## START DATA SHOWN
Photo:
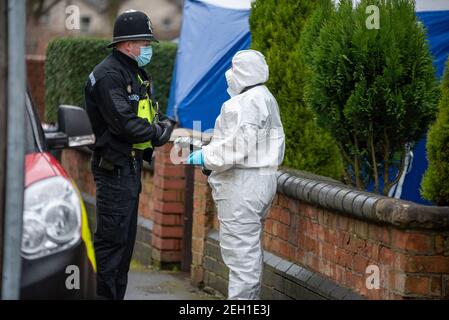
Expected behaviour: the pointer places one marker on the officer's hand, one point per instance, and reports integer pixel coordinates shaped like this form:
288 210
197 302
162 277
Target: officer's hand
164 137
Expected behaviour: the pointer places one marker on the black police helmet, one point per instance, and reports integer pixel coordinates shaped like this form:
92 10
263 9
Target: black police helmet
132 25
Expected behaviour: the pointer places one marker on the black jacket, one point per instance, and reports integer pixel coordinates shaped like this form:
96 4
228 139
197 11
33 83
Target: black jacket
112 95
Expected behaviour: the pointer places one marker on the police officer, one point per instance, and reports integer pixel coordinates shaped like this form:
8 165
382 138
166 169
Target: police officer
127 129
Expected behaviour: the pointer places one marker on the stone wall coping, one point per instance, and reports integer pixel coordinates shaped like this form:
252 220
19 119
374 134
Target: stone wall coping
334 195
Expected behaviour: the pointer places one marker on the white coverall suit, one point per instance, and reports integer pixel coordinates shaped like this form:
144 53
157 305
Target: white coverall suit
247 147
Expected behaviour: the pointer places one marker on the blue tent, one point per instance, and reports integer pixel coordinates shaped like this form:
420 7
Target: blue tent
434 14
212 32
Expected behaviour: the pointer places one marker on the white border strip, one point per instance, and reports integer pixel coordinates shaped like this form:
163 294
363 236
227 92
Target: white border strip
231 4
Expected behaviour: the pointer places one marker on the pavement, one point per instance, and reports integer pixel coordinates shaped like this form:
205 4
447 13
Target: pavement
146 283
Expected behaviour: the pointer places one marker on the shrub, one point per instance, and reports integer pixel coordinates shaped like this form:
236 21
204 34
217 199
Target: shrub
70 60
435 183
276 28
373 89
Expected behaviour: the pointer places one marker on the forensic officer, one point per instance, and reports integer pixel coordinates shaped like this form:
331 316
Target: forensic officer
127 129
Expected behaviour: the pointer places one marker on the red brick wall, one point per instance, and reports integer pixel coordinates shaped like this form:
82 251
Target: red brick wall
204 219
412 263
36 77
168 208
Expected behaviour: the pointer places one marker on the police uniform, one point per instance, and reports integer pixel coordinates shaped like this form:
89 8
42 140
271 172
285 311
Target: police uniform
118 102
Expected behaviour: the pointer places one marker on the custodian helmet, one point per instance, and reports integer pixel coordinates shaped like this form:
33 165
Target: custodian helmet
132 25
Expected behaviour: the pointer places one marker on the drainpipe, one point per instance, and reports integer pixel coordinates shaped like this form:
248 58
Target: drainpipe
16 94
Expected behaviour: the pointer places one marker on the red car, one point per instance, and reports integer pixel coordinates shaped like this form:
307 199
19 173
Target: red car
58 260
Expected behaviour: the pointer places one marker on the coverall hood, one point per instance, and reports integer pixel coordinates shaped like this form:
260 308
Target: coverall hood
249 68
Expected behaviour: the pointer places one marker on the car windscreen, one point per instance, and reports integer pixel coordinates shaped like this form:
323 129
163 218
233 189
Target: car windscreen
34 135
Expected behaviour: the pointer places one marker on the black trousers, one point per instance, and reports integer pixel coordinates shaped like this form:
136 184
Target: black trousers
117 210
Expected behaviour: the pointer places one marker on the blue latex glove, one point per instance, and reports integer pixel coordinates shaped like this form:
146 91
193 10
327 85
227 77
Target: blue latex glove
196 158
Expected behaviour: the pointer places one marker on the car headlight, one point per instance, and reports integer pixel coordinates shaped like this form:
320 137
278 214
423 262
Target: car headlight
51 217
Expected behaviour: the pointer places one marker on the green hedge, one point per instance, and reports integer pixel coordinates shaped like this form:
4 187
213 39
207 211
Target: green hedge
374 89
277 27
70 60
435 183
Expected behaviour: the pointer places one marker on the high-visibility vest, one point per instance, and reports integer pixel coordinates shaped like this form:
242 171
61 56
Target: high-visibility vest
145 111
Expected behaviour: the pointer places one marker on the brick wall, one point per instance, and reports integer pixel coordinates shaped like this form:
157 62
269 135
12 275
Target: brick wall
36 76
168 204
336 233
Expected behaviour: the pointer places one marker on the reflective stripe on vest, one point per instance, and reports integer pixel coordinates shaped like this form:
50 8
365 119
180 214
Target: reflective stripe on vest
145 111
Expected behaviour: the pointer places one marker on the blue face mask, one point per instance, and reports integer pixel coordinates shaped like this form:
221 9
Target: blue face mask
146 53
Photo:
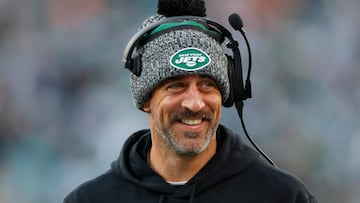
## END DATA SHOWN
AIM —
Pull out every line of the records that contains the word "hedge" and copy each one.

ANSWER —
Expected behaviour: the pointer places one marker on the green hedge, one point per instance, and reports integer pixel coordinates shaped like this form:
Target: green hedge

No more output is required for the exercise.